===== Document section

And I fried my brain in the process. I'm not just afraid of getting a new job, but I would be nervous to even go back to the way things used to be. My parents are like "oh you can go back to pizza delivery" but what they don't seem to grasp is that I can't even do that anymore. I've been having trouble planning to do projects and activities, even things I want to do. My body feels like it permanently changed for the worse. I literally gained a hundred pounds. Taking care of hygiene feels is too tiring to finish. My ability to remember things is absolutely devastated.

It's not healthy to be on the brink of disaster for so many years.

So far, I have gotten exactly zero interviews after contacting about thirty employers. (Even the simple task of applying for work feels incomprehensibly complex. I'm good with computers, but it's just so much typing and reading the job descriptions and stuff.) What good is a degree without a job? Congratulations, I know things, but what good is that for me if I starve to death? What good is it if I can't be at peace or even comfortable? How am I supposed to pay off my loans? None of my professors liked me, I made no friends at school, joined no clubs, did no extracurriculars other than some research that I can't explain to a recruiter. I have no experience in the field, not even an internship. I don't have anything to offer an employer [1].

==========
===== Study material

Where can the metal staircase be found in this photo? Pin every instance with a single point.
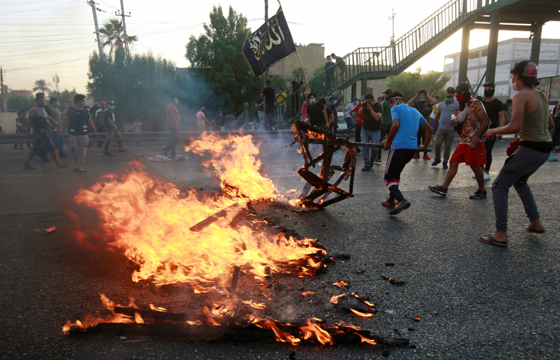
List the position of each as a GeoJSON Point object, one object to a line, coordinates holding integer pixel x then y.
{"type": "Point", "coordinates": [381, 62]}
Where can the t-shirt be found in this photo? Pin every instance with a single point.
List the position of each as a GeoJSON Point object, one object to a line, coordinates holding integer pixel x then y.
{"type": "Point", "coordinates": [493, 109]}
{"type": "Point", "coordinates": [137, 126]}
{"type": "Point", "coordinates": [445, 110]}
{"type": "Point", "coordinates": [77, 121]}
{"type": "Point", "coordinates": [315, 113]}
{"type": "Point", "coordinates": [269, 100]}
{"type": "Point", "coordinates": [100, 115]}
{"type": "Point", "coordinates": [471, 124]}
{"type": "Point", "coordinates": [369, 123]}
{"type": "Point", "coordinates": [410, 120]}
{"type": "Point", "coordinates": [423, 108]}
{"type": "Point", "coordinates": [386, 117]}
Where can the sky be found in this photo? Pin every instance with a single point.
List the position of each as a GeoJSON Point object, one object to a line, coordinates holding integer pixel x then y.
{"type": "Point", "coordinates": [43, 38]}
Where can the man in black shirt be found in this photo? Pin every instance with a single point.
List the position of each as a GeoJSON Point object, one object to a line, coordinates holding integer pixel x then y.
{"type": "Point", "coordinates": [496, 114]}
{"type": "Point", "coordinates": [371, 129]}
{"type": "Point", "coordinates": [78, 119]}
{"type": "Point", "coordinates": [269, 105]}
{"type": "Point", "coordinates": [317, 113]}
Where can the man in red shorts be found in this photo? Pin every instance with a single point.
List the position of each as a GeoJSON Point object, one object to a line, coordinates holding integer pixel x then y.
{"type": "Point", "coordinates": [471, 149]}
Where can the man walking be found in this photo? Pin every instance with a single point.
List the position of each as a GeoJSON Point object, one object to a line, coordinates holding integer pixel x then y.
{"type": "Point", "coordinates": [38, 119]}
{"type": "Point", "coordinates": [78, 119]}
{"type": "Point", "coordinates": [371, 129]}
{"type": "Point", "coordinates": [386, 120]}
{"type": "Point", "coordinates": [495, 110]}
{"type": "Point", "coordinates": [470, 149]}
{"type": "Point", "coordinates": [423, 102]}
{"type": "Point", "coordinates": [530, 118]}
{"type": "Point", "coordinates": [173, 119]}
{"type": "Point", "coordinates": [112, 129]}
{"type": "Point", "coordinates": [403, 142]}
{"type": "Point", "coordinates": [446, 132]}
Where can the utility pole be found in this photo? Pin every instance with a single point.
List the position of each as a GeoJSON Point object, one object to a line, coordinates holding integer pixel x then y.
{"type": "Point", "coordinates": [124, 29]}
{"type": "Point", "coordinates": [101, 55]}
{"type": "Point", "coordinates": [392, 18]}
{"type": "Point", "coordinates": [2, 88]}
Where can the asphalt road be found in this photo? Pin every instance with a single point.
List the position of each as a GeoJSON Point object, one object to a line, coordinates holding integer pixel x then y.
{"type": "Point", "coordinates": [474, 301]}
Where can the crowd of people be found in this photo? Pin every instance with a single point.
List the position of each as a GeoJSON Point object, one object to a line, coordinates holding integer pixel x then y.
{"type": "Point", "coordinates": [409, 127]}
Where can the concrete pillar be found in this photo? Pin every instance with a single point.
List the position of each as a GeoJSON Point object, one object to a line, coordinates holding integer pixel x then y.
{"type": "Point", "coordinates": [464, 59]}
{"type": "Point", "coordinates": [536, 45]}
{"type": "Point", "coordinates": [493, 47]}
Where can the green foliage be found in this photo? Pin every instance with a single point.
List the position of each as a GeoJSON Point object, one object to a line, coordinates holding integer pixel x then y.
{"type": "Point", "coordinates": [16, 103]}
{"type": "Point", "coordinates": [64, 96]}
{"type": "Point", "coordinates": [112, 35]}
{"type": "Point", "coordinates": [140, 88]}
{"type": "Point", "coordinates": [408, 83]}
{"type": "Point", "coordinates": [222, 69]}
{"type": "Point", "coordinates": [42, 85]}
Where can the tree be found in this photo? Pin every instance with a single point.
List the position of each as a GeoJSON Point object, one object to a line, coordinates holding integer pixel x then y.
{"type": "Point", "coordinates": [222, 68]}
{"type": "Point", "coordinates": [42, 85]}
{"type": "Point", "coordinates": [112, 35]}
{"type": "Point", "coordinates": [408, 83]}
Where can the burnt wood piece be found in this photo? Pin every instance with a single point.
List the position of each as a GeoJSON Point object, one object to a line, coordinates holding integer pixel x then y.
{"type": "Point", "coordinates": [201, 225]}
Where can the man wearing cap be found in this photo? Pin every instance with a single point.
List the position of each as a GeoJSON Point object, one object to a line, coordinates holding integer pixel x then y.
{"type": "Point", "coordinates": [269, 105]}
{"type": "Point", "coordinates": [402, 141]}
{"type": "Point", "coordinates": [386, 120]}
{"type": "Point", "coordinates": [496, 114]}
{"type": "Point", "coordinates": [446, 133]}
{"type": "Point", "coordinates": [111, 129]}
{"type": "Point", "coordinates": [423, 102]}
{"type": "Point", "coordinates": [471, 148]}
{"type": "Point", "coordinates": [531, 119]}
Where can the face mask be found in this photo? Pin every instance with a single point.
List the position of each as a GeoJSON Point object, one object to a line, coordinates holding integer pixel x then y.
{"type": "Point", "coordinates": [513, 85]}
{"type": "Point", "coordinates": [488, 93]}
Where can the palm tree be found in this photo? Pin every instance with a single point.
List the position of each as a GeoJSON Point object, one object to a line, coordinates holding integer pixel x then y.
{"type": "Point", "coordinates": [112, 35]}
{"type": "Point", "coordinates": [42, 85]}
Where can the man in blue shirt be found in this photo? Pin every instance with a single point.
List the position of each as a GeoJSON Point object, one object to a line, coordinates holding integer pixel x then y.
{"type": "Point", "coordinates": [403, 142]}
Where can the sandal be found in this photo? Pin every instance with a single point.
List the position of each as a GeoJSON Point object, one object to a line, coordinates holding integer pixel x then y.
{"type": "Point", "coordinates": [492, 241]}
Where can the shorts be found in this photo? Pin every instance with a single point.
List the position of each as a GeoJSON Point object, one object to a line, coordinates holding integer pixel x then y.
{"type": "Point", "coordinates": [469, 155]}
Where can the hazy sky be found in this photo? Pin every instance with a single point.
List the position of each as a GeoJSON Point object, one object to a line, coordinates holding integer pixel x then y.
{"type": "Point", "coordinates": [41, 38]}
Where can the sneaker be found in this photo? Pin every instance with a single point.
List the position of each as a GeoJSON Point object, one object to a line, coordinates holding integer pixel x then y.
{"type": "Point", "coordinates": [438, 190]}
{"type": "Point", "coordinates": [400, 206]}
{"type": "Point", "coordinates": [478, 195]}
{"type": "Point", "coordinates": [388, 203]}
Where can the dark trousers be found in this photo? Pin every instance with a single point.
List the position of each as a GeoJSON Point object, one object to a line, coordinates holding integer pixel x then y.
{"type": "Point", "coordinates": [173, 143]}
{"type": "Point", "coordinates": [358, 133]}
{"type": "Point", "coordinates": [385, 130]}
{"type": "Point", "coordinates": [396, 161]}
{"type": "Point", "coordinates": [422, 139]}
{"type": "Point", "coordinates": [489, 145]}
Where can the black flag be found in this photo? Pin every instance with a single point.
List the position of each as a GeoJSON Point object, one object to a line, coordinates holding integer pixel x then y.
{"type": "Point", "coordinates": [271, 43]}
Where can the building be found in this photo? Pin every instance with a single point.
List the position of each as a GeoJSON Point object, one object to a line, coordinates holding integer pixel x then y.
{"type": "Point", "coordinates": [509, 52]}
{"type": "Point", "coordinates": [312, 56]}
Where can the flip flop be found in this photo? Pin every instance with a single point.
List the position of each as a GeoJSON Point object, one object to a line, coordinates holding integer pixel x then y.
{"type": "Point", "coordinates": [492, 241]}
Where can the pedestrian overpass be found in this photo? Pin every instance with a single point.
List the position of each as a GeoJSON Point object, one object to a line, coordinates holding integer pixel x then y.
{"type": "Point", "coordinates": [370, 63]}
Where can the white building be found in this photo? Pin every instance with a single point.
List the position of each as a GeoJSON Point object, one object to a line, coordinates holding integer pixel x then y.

==========

_What this exercise asks_:
A - In the job-search post, how many employers has the writer contacted, and with what result?
B - Can you continue the job-search post, starting right after its last sentence?
The entries are separate material, unrelated to the job-search post.

_Results in order_:
A - About thirty employers, with zero interviews.

B -
I have already gotten employers bring up the GPA unprompted to reject me for the position. Most engineering firms aren't interested in students with a GPA < 3. I've applied for all sorts of other jobs, but I'm competing with people who actually studied in that field. I have no projects in a state suitable to present on a resumé, and every recent attempt to start a project has gone almost nowhere.

And frankly, I'm not particularly friendly or sociable. I am ice cold, even when I'm trying to be warm. Even when I'm fully prepared for a social situation, I am still autistic, and people will inevitably find me awkward in a bad way. I'm not open about my political views IRL [2], but it's very difficult to hide my disdain for capitalism and imperialism from people who think they benefit from them [3].

I would be literally thrilled to do a master's degree in my field, as I read graduate-level material in my spare time, the rare times I have any energy. However, how could I pay for it? How could I convince an employer to pay for it with my transcript and recent downward trajectory? And if I get accepted, how do I even begin to manage that time? I could barely handle the workload of a bachelor's degree, and I can barely even handle the workload of looking for a job or even cleaning my body.

I'm sick and tired of being sick and tired. I just want to be able to do things like I used to be able to do. I just want to go back to a time when it actually felt good to achieve my goals. If y'all have any similar experiences, advice, or just want to dunk on my situation, I'd really like to hear it.

[1] I'm not seriously shedding a tear over these "poor employers" and how I can't provide value to them. I don't give a fuck about them, fractally so. However, the "value I offer to the company" is the lens through which they view my employability, which in turn determines the level of comfort my paycheck yields me or if I get that comfort at all.

[2] I'm not a great rhetorician. If I argue for my views, I will probably make my case look worse. It takes a lot of energy to talk, so my arguments are usually really sloppy when talking in person. For this reason, I'm very careful to look like a "normie." E.g., you would not peg me for an anarchist if you met me on the street.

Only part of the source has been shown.